▶ _Richieste_:
- 1) Quali esempi nazionali porta l'intervento sulla scuola contro l'idea che allargare l'istruzione significhi abbassarne la qualità?
- 2) Riprendi l'intervento sulla scuola e proseguilo dopo l'ultima frase riportata.

▶ _Estratto_:
Luigi Berlinguer.

Intervento al convegno “Ulivo e Scuola”
(Modena 24.2.2006).

da Tuttoscuola, 12/3/2007

 

E’ una vecchia idea della sinistra quella di una scuola equa, non funzionale alla riproduzione delle iniquità sociali. Oggi siamo più avanti, quando affermiamo che la scuola debba, al contrario, funzionare da riequilibrio delle gerarchie sociali date, da sostegno per evitare marginalizzazioni sociali. E si va ancora più avanti quando precisiamo che proprio a questo scopo l’espansione numerica, la scuola per tutti, non basta: o si offre un servizio educativo di qualità per tutti o si ritorna a riprodurre indirettamente la discriminazione sociale. Se – cioè – si allarga l’istruzione ai più, a tutti, ma se ne abbassa contemporaneamente la qualità, a soffrirne saranno soprattutto i ceti più deboli, incapaci di supplire con risorse proprie alle deficienze del servizio. Quindi, oggi il nostro assunto è: education equa e di qualità. Assunto tipicamente nostro, ma ormai della migliore letteratura economica, dello stesso Mario Draghi, di tanti.

L’equità e la qualità hanno quindi, per noi, innanzitutto, una motivazione etica, etico-politica. Il sapere, da semplice diritto è per noi ora assunto al rango di diritto fondamentale, che è cosa ben più rilevante, perché costitutiva della stessa democrazia, non solo sociale ma politica. In una società della conoscenza il sapere è fattore sociale strutturale costitutivo della moderna economia. Esso è pertanto anche fonte di enormi potenzialità per tutti, ma anche possibile causa di feroci discriminazioni ed esclusioni sociali per chi non lo possiede adeguatamente. Di qui il diritto fondamentale, di qui la sua intensa eticità. Quanto basta, per noi, per fondare le nostre priorità politiche.

Esse non hanno però, solamente, una motivazione etica, di civiltà. Ne hanno anche altre, e importanti, dettate appunto dalle esigenze di quella stessa società della conoscenza, che sviluppa un rilevante bisogno di sapere, di una sua presenza sociale diffusa, del ruolo di professioni e mestieri qualificati come motori di innovazione e sviluppo. Si conviene oramai che il rendimento sociale dell’istruzione sia superiore al rendimento privato del singolo, che esso sia fattore di crescita endogena, fonte primaria di accumulazione. E’ quindi nell’interesse di tutti sviluppare la conoscenza. E lo è in particolare perché si è dimostrato che dove l’equità è perseguita con serietà non demagogica, effettivamente, curando l’inclusione accuratamente ed efficacemente, essa contribuisce ad elevare la qualità complessiva della scuola. Contrariamente al luogo comune che allargare significa abbassare, produrre lassismo e scarsa serietà, gli esempi finlandesi, svedesi, coreani dimostrano l’esatto contrario. Ma tant’è: i nostri soloni ed opinion makers blaterano in proposito non so se più per spirito reazionario che per ignoranza.

Ad ogni modo, la vera grande novità degli ultimi decenni in tema di education è la percentuale di ragazzi che raggiungono il diploma di scuola secondaria. Si marcia verso il 90% della leva d’età, quasi tutti in Italia, per quanto arrancando e con una scuola non adatta a sostenere questa straordinaria rivoluzione, siamo al 75%.

▶ _Voci presenti_:
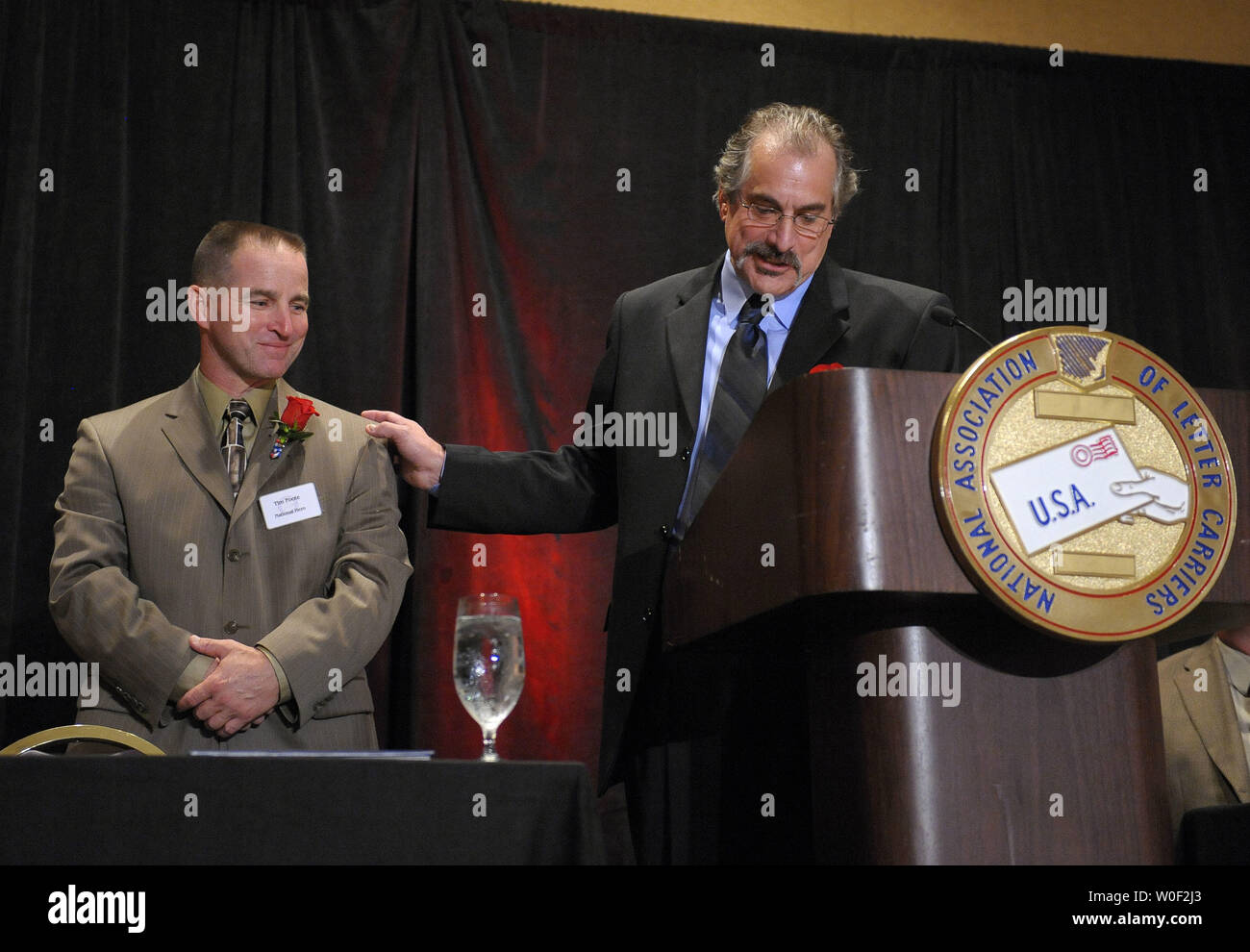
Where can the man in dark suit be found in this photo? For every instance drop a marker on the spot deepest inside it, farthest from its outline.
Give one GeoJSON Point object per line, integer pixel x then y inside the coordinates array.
{"type": "Point", "coordinates": [684, 345]}
{"type": "Point", "coordinates": [230, 589]}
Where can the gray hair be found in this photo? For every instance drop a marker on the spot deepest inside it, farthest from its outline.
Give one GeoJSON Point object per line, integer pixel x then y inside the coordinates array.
{"type": "Point", "coordinates": [799, 129]}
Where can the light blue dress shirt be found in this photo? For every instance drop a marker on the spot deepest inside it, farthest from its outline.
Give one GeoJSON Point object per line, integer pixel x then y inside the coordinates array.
{"type": "Point", "coordinates": [725, 308]}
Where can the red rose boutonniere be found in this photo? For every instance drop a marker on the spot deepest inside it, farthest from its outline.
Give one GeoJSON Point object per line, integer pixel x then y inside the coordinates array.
{"type": "Point", "coordinates": [291, 425]}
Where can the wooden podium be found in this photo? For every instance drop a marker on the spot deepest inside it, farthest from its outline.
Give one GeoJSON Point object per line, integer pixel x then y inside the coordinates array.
{"type": "Point", "coordinates": [820, 547]}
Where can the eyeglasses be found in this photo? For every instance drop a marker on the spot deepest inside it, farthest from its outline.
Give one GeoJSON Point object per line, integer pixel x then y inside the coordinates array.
{"type": "Point", "coordinates": [805, 222]}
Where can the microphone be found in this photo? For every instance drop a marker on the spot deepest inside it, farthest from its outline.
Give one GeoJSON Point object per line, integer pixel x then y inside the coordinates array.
{"type": "Point", "coordinates": [946, 317]}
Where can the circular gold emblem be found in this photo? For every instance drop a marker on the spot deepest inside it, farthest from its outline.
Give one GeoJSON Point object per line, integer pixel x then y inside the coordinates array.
{"type": "Point", "coordinates": [1083, 485]}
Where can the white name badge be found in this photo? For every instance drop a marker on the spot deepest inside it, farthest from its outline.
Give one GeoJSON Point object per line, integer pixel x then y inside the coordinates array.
{"type": "Point", "coordinates": [294, 504]}
{"type": "Point", "coordinates": [1069, 489]}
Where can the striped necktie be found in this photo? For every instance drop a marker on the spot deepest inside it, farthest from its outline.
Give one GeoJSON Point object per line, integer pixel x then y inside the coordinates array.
{"type": "Point", "coordinates": [233, 449]}
{"type": "Point", "coordinates": [740, 388]}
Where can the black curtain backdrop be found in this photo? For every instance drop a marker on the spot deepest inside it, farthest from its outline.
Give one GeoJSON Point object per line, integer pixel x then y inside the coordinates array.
{"type": "Point", "coordinates": [507, 171]}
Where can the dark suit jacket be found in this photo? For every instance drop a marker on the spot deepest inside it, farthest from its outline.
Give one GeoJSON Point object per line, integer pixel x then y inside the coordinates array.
{"type": "Point", "coordinates": [1207, 761]}
{"type": "Point", "coordinates": [654, 363]}
{"type": "Point", "coordinates": [151, 546]}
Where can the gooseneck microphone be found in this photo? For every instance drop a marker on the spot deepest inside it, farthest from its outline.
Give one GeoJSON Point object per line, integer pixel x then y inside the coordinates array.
{"type": "Point", "coordinates": [946, 317]}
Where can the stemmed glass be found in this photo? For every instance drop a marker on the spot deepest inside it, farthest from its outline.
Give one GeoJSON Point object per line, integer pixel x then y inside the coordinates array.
{"type": "Point", "coordinates": [488, 664]}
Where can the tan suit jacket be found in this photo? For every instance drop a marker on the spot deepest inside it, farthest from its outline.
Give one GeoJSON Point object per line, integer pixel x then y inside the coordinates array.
{"type": "Point", "coordinates": [150, 546]}
{"type": "Point", "coordinates": [1207, 761]}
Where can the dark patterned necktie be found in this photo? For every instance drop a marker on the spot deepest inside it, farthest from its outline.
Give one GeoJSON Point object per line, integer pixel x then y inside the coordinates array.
{"type": "Point", "coordinates": [740, 388]}
{"type": "Point", "coordinates": [233, 449]}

▶ _Elenco risposte_:
- 1) Gli esempi finlandesi, svedesi e coreani.

- 2)
Questo è l’assunto, e questo è il fenomeno in atto. Per una forza politica come la nostra – l’Ulivo – non basta però enunciare. Occorre fare, marciare risolutamente nella direzione indicata. E’ essenziale pertanto il come, il che fare. Voglio partire però da una constatazione preliminare: per organizzare l’apprendimento occorre conoscere a chi esso è diretto, come pensa e a che cosa aspira l’interlocutore, in che modo egli reagisce a stimoli e prescrizioni. In altri termini qual è oggi la cultura giovanile. Le politiche scolastiche fondate sulle esigenze degli educatori e non sui bisogni culturali degli educandi sono suicide, più che stupide, non raggiungono il risultato. Un educatore che non capisce questo sarà bene che si ritiri. Non si fa che sentire il ritornello che i bambini ed i ragazzi, al mattino sono distratti, ancora assordati dal bombardamento subito nel pomeriggio precedente, quando non arrivano ad essere violenti o insolenti.

Non è questa la sede per approfondire un tale argomento. Mi fermo alla considerazione che esiste oggi un doppio ambiente di apprendimento, e – soprattutto – che si sono ormai sviluppate enormemente le attività non formalizzate rispetto a quella più propriamente istituzionale. I media, la TV, il cinema, gli amici, la vita sociale, la stessa famiglia (ancorché in ribasso) hanno oggi un’influenza sui giovani più rilevante rispetto alla scuola. E che cosa fa, come reagisce quest’ultima, di fronte a questo dato; che cosa dicono i luoghi comuni bacchettoni in proposito? La TV è cattiva maestra, l’immagine uccide il libro e quindi la cultura, i calcolatori stritolano le tabelline, gli SMS cancellano la sintassi etc. Facili conclusioni, anche comode. Non si vede in esse uno sforzo, una luce, una curiosità di capire che cosa sta succedendo nel mondo, nella mente dei nostri bambini, nei nuovi assetti cognitivi. Non si può reagire così. Dobbiamo energicamente combattere questa cultura bacchettona, ignorante nei confronti del nuovo.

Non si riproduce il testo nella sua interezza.